- WHAT TO WORK ON
Could you turn every line of the records below into a JSON list of strings, with one string per line and the blank lines left out?
──────────
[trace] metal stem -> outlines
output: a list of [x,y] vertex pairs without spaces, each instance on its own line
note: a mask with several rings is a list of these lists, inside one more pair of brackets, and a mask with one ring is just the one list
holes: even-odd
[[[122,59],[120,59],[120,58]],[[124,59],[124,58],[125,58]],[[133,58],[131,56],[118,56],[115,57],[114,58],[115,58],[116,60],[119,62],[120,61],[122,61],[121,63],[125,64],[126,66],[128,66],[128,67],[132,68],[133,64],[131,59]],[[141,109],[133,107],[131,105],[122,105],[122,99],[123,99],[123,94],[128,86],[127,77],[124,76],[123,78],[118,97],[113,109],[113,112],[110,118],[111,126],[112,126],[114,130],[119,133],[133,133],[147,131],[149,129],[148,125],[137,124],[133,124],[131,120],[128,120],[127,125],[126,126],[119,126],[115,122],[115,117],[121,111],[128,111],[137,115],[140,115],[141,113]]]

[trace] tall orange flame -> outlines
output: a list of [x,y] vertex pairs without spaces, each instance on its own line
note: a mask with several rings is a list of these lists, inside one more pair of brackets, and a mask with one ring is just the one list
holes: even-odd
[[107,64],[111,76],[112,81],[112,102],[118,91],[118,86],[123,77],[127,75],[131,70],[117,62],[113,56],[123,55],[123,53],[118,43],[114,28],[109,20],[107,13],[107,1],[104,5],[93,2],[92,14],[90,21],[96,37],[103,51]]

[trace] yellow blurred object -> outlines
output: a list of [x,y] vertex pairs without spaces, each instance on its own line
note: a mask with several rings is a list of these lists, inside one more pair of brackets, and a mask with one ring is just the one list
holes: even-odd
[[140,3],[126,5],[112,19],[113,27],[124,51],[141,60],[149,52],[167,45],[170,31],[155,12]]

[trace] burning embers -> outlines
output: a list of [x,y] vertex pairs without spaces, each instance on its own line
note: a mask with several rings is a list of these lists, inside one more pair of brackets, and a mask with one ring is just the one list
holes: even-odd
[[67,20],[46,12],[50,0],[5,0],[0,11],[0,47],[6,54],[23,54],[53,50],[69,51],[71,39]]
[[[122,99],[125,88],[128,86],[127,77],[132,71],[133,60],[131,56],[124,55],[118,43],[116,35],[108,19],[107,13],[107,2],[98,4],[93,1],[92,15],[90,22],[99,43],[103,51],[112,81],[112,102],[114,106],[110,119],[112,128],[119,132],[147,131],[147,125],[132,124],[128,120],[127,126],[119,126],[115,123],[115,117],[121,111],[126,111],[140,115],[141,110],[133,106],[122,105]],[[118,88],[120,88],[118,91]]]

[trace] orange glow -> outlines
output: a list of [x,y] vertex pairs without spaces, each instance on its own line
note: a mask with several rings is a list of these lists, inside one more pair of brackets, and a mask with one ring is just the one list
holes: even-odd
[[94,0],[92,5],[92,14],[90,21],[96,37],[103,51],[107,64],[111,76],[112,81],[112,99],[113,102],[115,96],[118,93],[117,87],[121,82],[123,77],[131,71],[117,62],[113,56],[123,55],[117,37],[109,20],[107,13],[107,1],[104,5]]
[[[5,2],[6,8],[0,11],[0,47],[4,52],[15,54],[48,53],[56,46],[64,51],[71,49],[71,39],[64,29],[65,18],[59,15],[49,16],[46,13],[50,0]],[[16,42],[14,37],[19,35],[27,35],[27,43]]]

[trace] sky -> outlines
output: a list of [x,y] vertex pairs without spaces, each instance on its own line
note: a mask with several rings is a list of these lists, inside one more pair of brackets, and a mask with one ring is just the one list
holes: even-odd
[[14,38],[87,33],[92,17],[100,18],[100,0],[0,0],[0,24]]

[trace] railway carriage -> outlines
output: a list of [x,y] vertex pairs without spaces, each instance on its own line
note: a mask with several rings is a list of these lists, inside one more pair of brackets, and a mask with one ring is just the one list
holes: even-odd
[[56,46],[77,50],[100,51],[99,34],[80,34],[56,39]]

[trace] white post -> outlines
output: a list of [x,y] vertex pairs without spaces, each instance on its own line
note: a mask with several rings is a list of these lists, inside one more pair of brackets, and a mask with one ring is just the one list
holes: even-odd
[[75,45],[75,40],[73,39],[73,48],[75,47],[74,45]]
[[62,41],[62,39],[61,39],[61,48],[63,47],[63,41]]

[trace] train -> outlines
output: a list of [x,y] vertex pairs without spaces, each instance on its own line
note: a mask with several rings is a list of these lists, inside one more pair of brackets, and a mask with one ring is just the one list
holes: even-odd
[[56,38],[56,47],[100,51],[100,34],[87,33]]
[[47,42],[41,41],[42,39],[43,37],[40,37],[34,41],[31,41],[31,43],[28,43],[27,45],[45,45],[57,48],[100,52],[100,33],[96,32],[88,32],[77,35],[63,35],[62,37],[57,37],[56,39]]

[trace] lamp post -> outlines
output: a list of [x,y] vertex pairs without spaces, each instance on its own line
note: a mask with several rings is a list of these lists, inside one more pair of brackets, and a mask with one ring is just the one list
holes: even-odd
──────────
- REPLY TO THE TASK
[
  "[trace] metal stem -> outlines",
  "output: a list of [x,y] vertex pairs without spaces, each instance on its own line",
  "note: a mask with several rings is a list of these lists, inside one more pair of brackets, and a mask with one ring is just the one list",
  "holes: even-odd",
  "[[[122,59],[120,59],[120,58]],[[124,59],[124,58],[125,58]],[[133,58],[131,56],[118,56],[115,57],[114,58],[115,58],[116,60],[119,62],[120,61],[122,61],[121,63],[125,64],[126,66],[128,66],[128,67],[132,68],[133,64],[131,59]],[[141,109],[133,107],[131,105],[122,105],[122,99],[123,99],[123,94],[128,86],[127,77],[124,76],[123,78],[118,97],[113,109],[113,112],[110,118],[111,126],[112,126],[114,130],[119,133],[133,133],[147,131],[149,129],[148,125],[137,124],[133,124],[131,120],[128,120],[127,125],[126,126],[119,126],[115,122],[115,117],[121,111],[128,111],[137,115],[140,115],[141,113]]]",
  "[trace] tall orange flame -> outlines",
  "output: a list of [x,y] vertex pairs without spaces, each instance on its own line",
  "note: a mask with several rings is a list of these lists, inside one more pair of brackets, and a mask with one ring is just the one list",
  "holes: even-odd",
  "[[107,64],[111,76],[112,81],[112,102],[118,91],[118,86],[123,77],[127,75],[131,70],[117,62],[113,56],[123,55],[123,53],[118,43],[114,28],[109,20],[107,13],[107,1],[104,5],[93,2],[92,14],[90,21],[96,37],[103,51]]",
  "[trace] yellow blurred object -> outlines",
  "output: a list of [x,y] vertex pairs without spaces, each instance on its own line",
  "note: a mask with several rings is a list of these lists, inside one more pair of brackets, and a mask with one ring is just the one list",
  "holes: even-odd",
  "[[140,3],[126,5],[112,19],[113,27],[124,51],[141,60],[149,52],[167,45],[170,31],[155,12]]",
  "[trace] burning embers -> outlines",
  "output: a list of [x,y] vertex pairs without spaces, each instance on its own line",
  "note: a mask with several rings is a list of these lists, inside one more pair of brackets, and a mask with one ring is just the one list",
  "holes: even-odd",
  "[[67,20],[46,12],[50,0],[5,0],[0,11],[0,47],[6,54],[23,54],[53,50],[69,51],[71,39]]",
  "[[[122,99],[125,88],[128,86],[127,77],[132,71],[133,60],[131,56],[124,55],[118,43],[116,35],[108,19],[107,13],[107,2],[98,4],[93,1],[92,15],[90,22],[99,43],[103,51],[112,81],[112,102],[114,106],[110,119],[112,128],[119,132],[147,131],[147,125],[132,124],[128,120],[127,126],[119,126],[115,123],[115,117],[121,111],[126,111],[140,115],[141,110],[133,106],[122,105]],[[118,88],[120,88],[118,91]]]",
  "[trace] orange glow -> outlines",
  "output: a list of [x,y] vertex pairs without spaces, each instance on its own line",
  "note: a mask with several rings is a list of these lists, inside one more pair of brackets, and a mask with one ring is just the one list",
  "holes: even-odd",
  "[[94,0],[92,5],[92,14],[90,21],[96,37],[103,51],[107,64],[111,76],[112,81],[112,99],[113,102],[115,96],[118,93],[117,87],[121,82],[123,77],[131,71],[117,62],[113,56],[123,55],[117,37],[109,20],[107,13],[107,1],[104,5]]",
  "[[[5,2],[6,8],[0,11],[0,47],[4,52],[15,54],[48,53],[56,46],[64,51],[71,49],[71,39],[64,29],[65,18],[59,15],[49,16],[46,13],[50,0]],[[16,42],[14,37],[19,35],[27,35],[27,43]]]",
  "[trace] sky -> outlines",
  "output: a list of [x,y] vertex pairs without spaces, each instance on its own line",
  "note: a mask with several rings is a list of these lists, inside one more pair of brackets, and a mask with one ring is just the one list",
  "holes: even-odd",
  "[[14,38],[87,33],[92,17],[100,18],[100,0],[0,0],[0,24]]",
  "[trace] railway carriage -> outlines",
  "output: a list of [x,y] vertex pairs without spaces, each instance on its own line",
  "note: a mask with several rings is a list of these lists, inside one more pair of brackets, and a mask with one ring is just the one list",
  "holes: even-odd",
  "[[56,46],[77,50],[100,51],[99,34],[80,34],[56,39]]",
  "[trace] white post -> outlines",
  "output: a list of [x,y] vertex pairs without spaces, each instance on its own line",
  "note: a mask with several rings is a list of these lists, inside one more pair of brackets, and a mask with one ring is just the one list",
  "holes: even-odd",
  "[[75,45],[75,40],[73,39],[73,48],[75,47],[74,45]]",
  "[[62,41],[62,39],[61,39],[61,48],[63,47],[63,41]]",
  "[trace] train -> outlines",
  "output: a list of [x,y] vertex pairs without spaces, each instance on its own line",
  "note: a mask with several rings is a list of these lists, inside one more pair of brackets, and a mask with one ring is just the one list",
  "holes: even-odd",
  "[[56,38],[56,47],[100,51],[100,34],[87,33]]",
  "[[47,42],[41,41],[42,39],[43,37],[40,37],[34,41],[31,41],[31,43],[28,43],[27,45],[45,45],[57,48],[100,52],[100,33],[96,32],[88,32],[77,35],[63,35],[62,37],[57,37],[56,39]]",
  "[trace] lamp post -> outlines",
  "output: a list of [x,y] vertex pairs without spaces, each instance on its own line",
  "note: a mask with several rings is a list of these lists, inside one more pair of brackets, and a mask with one ring is just the one list",
  "holes: even-odd"
]